WHAT YOU HAVE TO DO: Reproduce the items below with "photo above" swapped for "image above" wherever it occurs, leaving everything else unchanged. Omit the pictures from your answer.

== TASK INPUT ==

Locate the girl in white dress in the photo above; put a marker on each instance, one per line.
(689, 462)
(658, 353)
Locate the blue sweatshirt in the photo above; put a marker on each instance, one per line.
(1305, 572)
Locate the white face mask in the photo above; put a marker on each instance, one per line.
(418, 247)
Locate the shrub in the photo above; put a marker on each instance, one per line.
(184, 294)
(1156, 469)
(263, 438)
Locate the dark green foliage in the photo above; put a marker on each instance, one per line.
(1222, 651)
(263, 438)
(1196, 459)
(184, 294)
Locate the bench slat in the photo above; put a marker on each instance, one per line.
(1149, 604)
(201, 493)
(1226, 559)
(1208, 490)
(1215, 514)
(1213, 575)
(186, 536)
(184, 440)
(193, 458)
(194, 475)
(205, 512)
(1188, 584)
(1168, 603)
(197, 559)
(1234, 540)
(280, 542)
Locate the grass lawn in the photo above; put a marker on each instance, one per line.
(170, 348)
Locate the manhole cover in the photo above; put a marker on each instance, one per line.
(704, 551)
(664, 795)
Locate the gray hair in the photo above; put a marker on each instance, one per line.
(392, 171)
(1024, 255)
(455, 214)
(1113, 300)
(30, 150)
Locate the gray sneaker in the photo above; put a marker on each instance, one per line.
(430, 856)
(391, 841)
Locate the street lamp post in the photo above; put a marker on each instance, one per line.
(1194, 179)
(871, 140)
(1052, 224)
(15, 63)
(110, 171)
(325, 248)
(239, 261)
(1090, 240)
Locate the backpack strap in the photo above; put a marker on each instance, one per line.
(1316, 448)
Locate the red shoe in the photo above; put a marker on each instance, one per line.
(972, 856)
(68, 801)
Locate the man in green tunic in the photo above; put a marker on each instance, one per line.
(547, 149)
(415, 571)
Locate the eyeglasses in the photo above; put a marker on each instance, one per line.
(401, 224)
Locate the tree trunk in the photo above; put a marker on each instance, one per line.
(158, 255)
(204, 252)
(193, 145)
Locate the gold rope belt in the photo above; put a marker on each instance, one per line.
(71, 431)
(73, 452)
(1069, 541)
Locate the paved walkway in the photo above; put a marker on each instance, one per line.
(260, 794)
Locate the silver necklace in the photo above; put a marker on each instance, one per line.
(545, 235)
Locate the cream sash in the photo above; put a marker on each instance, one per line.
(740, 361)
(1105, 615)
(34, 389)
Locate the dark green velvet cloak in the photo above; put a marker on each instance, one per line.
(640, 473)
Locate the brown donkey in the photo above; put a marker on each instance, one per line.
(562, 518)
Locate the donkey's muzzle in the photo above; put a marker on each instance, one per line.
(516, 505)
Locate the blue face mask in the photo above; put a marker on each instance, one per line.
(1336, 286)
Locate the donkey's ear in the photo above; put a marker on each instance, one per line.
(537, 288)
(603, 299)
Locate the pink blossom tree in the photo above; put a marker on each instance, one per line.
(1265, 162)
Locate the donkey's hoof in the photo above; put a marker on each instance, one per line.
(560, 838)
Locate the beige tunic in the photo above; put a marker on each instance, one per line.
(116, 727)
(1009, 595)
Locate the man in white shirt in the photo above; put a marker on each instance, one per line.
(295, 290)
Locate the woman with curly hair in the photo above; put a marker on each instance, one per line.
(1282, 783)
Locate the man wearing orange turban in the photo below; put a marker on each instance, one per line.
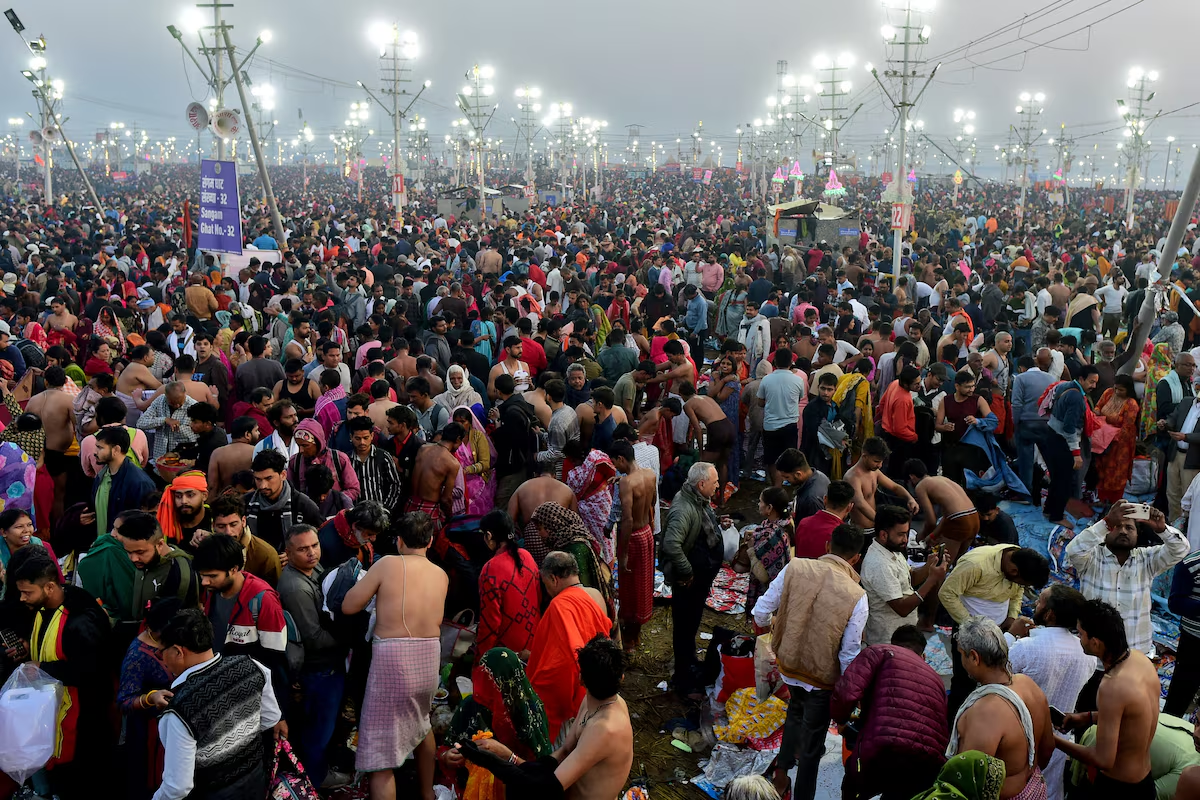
(184, 510)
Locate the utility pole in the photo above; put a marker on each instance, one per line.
(15, 125)
(1134, 116)
(48, 94)
(215, 54)
(906, 70)
(473, 100)
(1030, 108)
(396, 50)
(528, 126)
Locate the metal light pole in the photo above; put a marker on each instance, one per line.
(1135, 130)
(396, 49)
(48, 94)
(214, 55)
(1167, 167)
(528, 126)
(1030, 108)
(473, 101)
(15, 124)
(915, 35)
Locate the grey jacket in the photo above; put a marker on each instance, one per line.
(681, 530)
(301, 599)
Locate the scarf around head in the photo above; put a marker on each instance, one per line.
(708, 525)
(167, 518)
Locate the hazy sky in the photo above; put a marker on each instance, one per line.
(664, 64)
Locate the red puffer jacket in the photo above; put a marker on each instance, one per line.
(903, 701)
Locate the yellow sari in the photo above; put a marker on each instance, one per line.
(858, 384)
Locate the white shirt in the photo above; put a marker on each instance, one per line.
(851, 638)
(886, 577)
(179, 767)
(1055, 660)
(1189, 426)
(1114, 301)
(844, 350)
(276, 443)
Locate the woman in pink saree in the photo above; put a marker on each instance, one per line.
(477, 456)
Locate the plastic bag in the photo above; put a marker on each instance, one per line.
(29, 713)
(766, 671)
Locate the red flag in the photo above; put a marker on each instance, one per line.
(187, 224)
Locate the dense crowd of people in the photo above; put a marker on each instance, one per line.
(293, 503)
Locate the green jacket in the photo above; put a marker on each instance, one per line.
(682, 528)
(1171, 751)
(107, 572)
(169, 576)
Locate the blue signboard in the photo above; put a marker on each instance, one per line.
(220, 210)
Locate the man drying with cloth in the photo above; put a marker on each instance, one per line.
(409, 594)
(181, 510)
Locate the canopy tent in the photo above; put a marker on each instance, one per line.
(803, 208)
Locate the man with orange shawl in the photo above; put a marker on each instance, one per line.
(183, 510)
(575, 614)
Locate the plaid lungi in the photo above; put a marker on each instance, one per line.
(635, 588)
(441, 542)
(396, 708)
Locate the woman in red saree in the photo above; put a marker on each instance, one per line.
(1119, 407)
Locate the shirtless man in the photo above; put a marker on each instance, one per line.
(511, 365)
(60, 319)
(676, 370)
(544, 488)
(57, 411)
(723, 435)
(381, 404)
(598, 752)
(409, 594)
(867, 479)
(403, 365)
(639, 493)
(425, 370)
(433, 477)
(959, 523)
(1127, 709)
(235, 456)
(197, 390)
(135, 379)
(990, 720)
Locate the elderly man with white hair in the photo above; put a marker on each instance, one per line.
(691, 554)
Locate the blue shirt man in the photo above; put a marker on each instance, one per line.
(696, 317)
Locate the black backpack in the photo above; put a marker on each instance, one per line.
(33, 354)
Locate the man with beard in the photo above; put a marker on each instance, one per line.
(274, 506)
(183, 511)
(1053, 656)
(119, 485)
(245, 612)
(69, 643)
(162, 570)
(888, 579)
(1127, 710)
(235, 456)
(511, 365)
(283, 417)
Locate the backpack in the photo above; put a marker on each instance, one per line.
(33, 354)
(294, 648)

===

RESPONSE:
Locate the girl in white dress in the image above; put a marker on each instance, one per line.
(689, 462)
(658, 353)
Locate the blue sweatshirt in the image above; put a marker on each instance, one per line.
(1305, 572)
Locate the white face mask in the image above; put a marker on each instance, one per line.
(418, 247)
Locate the shrub in the image above; put a marker on each instance, one per line.
(184, 294)
(1156, 469)
(263, 438)
Locate the dark green foliage in the image above; put a marker on each instance, one per line.
(1222, 651)
(263, 438)
(1196, 459)
(184, 294)
Locate the bench slat in the image above; put a marker on each instance, one per line.
(1149, 604)
(201, 493)
(1226, 559)
(1208, 490)
(1215, 514)
(1213, 575)
(186, 536)
(184, 440)
(193, 458)
(194, 475)
(205, 512)
(1188, 584)
(1168, 603)
(197, 559)
(1234, 540)
(280, 542)
Locate the grass lawn in the image above; put a marker on each instance, one per line.
(170, 348)
Locate the manhole cover in the image above; put a marker on each instance, one per line.
(704, 551)
(664, 795)
Locate the gray hair in the image above; put a marker on each instance, one per line.
(392, 171)
(1024, 255)
(455, 214)
(1113, 300)
(30, 150)
Locate the gray sneaker in the image above; put a marker on each instance, one per line.
(430, 856)
(391, 841)
Locate the street lamp post in the image above; put a marker on each instance, one per line.
(1194, 179)
(871, 140)
(1052, 224)
(15, 63)
(110, 171)
(325, 248)
(239, 261)
(1090, 240)
Locate the backpack strap in the image above; put a marker on each instance, one per line.
(1316, 448)
Locate the red shoe in the image above; put a marker on each instance, one per line.
(972, 856)
(68, 801)
Locate the man in green tunic in the image above; put a marker on each instance, one per line.
(547, 149)
(415, 571)
Locate the eyeglasses in the image above; put a marker on each instance, one per line.
(401, 224)
Locate the tree trunk in the image above; put a marker on each instance, one per line.
(158, 255)
(204, 252)
(193, 145)
Locate the gold rope belt in the image above; put a marker on each instance, one per line.
(71, 431)
(73, 452)
(1069, 541)
Locate the paved walkway in the image above; put a marker on each instance, one per line.
(260, 794)
Locate the silver necklace in the image above; put a marker on each instance, one per line.
(545, 235)
Locate the cream sash in the image above; put a marker on each instance, one per line.
(740, 361)
(1105, 615)
(34, 389)
Locate the dark green velvet cloak in the image above; put a marker on each instance, one per line.
(640, 473)
Locate the brown donkey in the image above; put a marker on each instance, one per line.
(562, 518)
Locate the donkey's muzzle in the image above; put a marker on each instance, one per line.
(516, 505)
Locate the blue face mask in the image above; put a marker on each instance, one per line.
(1336, 286)
Locate the donkey's ear in the image above; put a marker on each instance, one per line.
(537, 288)
(603, 299)
Locate the pink blossom tree in the image above; put a marker on each instance, one per line.
(1265, 162)
Locate the donkey's hoof in the image above; put a marker on each instance, one per line.
(560, 838)
Locate the beige tunic in the image above; put a marker on each instance, one per line.
(116, 727)
(1009, 595)
Locate the man in white shirt in the image above; put a marker on each instance, one per line.
(295, 290)
Locate the woman with curly hair in the image above; put a marker on each instance, one per line.
(1282, 783)
Locate the man wearing orange turban in the photo below; put a marker on each instance, one per line.
(184, 510)
Locate the utility pole in the image above; put a marker on each instance, one per line.
(15, 125)
(1134, 116)
(48, 94)
(215, 54)
(906, 70)
(473, 100)
(1030, 108)
(396, 50)
(528, 126)
Locate the metal light pole in the image above; put a marker on each instance, one per line.
(1135, 130)
(396, 49)
(48, 94)
(214, 55)
(1167, 167)
(528, 126)
(1030, 108)
(473, 101)
(15, 124)
(915, 35)
Locate the grey jacket in the image above; put a marker on each instance, one per line.
(681, 530)
(301, 599)
Locate the scarf around head in the image above; put a marker on each instance, one per line.
(708, 525)
(167, 518)
Locate the hazy sky in the image above; put a marker on each instance, one per line.
(664, 64)
Locate the red puffer jacket in the image above; put a marker on each instance, one per line.
(903, 701)
Locate the yellow sari in the image above; put a marker on each instance, one per line.
(858, 384)
Locate the white shirt in the image above; put a marker on each instance, one per line.
(851, 638)
(886, 577)
(179, 767)
(1055, 660)
(1189, 426)
(1114, 301)
(844, 350)
(276, 443)
Locate the woman in pink saree in the image above; put a marker on each instance, one per line.
(477, 456)
Locate the plastic bag in the image above; put a marker on each instance, one per line.
(29, 713)
(766, 671)
Locate the red flag in the image above; put a marker on each instance, one per line.
(187, 224)
Locate the dense crowd of people in the image above; put a marker on each instance, one per line.
(293, 503)
Locate the green jacket in the image above; put a marker on each instance, one per line.
(682, 528)
(1171, 751)
(107, 572)
(169, 576)
Locate the blue signboard in the image above; put a marker on each instance, one per line.
(220, 210)
Locate the man drying with cloth in the image above; put a marker on each instance, one per line.
(409, 594)
(181, 510)
Locate the canopy tent in the image above; put a marker on each instance, one per line.
(803, 208)
Locate the man with orange shawl in the image above; put a marker on each instance, one per line.
(183, 510)
(575, 614)
Locate the plaid lungi in the image above; put a marker on each instance, one per line.
(635, 588)
(441, 542)
(396, 708)
Locate the woman in red saree in the image above; put a marker on each instance, one per line.
(1119, 407)
Locate the shirtless man in the image above; put a marker on each instance, one per line.
(511, 365)
(60, 319)
(676, 370)
(544, 488)
(57, 411)
(723, 435)
(381, 404)
(598, 752)
(409, 594)
(867, 479)
(403, 365)
(639, 493)
(425, 370)
(433, 477)
(959, 523)
(1127, 709)
(235, 456)
(197, 390)
(135, 379)
(990, 720)
Locate the elderly man with white hair in the image above; put a marker on each instance, one per line.
(691, 554)
Locate the blue shirt man in the image above; put a marker on each instance, one per line.
(696, 317)
Locate the black backpack in the image above; put a marker on each instance, one per line.
(33, 354)
Locate the man with beard in the image above; put a marker on each instance, one per line.
(274, 506)
(183, 511)
(1053, 656)
(119, 485)
(245, 612)
(69, 643)
(162, 570)
(888, 579)
(1127, 710)
(235, 456)
(511, 365)
(283, 417)
Locate the backpack in the image above; put a marker on each instance, one per line.
(33, 354)
(294, 648)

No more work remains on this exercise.